### Written problem
Copy the data exactly as it appears, and do not include any pictures.

[Polygon annotations for photos]
------------------------------

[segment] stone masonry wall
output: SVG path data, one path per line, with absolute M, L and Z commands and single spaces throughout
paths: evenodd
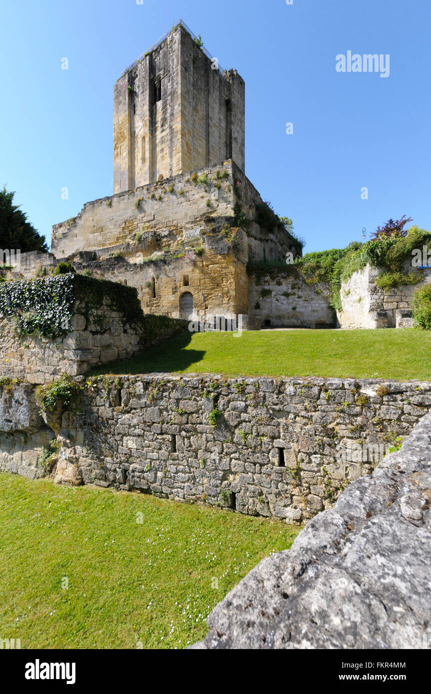
M 192 648 L 429 652 L 430 446 L 428 415 L 290 550 L 252 569 Z
M 85 373 L 99 364 L 133 357 L 142 351 L 144 343 L 155 344 L 185 329 L 186 324 L 172 321 L 149 338 L 144 326 L 145 323 L 139 327 L 125 324 L 107 298 L 96 310 L 89 310 L 85 301 L 76 301 L 67 334 L 54 339 L 37 334 L 19 338 L 10 323 L 0 317 L 0 374 L 42 384 L 62 373 Z
M 105 377 L 58 421 L 53 474 L 300 523 L 429 411 L 427 382 Z M 33 455 L 20 433 L 4 432 L 2 469 Z M 43 475 L 32 460 L 25 473 Z
M 262 325 L 272 328 L 333 328 L 328 287 L 307 285 L 298 273 L 254 273 L 248 279 L 248 305 Z
M 406 265 L 407 271 L 412 267 Z M 338 314 L 342 328 L 403 328 L 412 325 L 406 322 L 411 316 L 412 295 L 415 289 L 431 282 L 431 269 L 419 270 L 423 280 L 417 285 L 403 285 L 384 288 L 375 285 L 382 270 L 366 265 L 354 273 L 341 285 L 343 310 Z
M 115 193 L 229 158 L 244 171 L 244 81 L 213 69 L 184 27 L 117 80 L 113 96 Z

------------------------------

### In response
[segment] stone masonry wall
output: SVG path data, one path per line, with absolute M, L and Z commands and single spaces throughout
paths: evenodd
M 192 648 L 429 652 L 430 446 L 428 415 L 290 550 L 252 569 Z
M 85 373 L 99 364 L 133 357 L 142 351 L 144 343 L 155 344 L 185 329 L 186 324 L 172 321 L 149 338 L 144 326 L 145 323 L 139 327 L 125 324 L 107 298 L 96 310 L 89 310 L 85 301 L 76 301 L 67 334 L 54 339 L 37 334 L 19 338 L 10 323 L 0 317 L 0 374 L 42 384 L 62 373 Z
M 105 377 L 58 421 L 53 474 L 300 523 L 429 411 L 427 382 Z M 33 455 L 20 433 L 4 432 L 2 469 Z M 43 475 L 32 460 L 25 473 Z
M 262 325 L 272 328 L 333 328 L 328 287 L 307 285 L 298 273 L 254 273 L 248 279 L 248 305 Z
M 406 265 L 407 271 L 412 267 Z M 338 314 L 342 328 L 403 328 L 412 325 L 406 322 L 411 316 L 412 295 L 415 289 L 431 282 L 431 269 L 419 270 L 423 280 L 417 285 L 403 285 L 384 288 L 375 285 L 382 270 L 366 265 L 354 273 L 341 285 L 343 310 Z
M 115 193 L 229 158 L 244 171 L 244 81 L 213 69 L 184 27 L 117 80 L 113 96 Z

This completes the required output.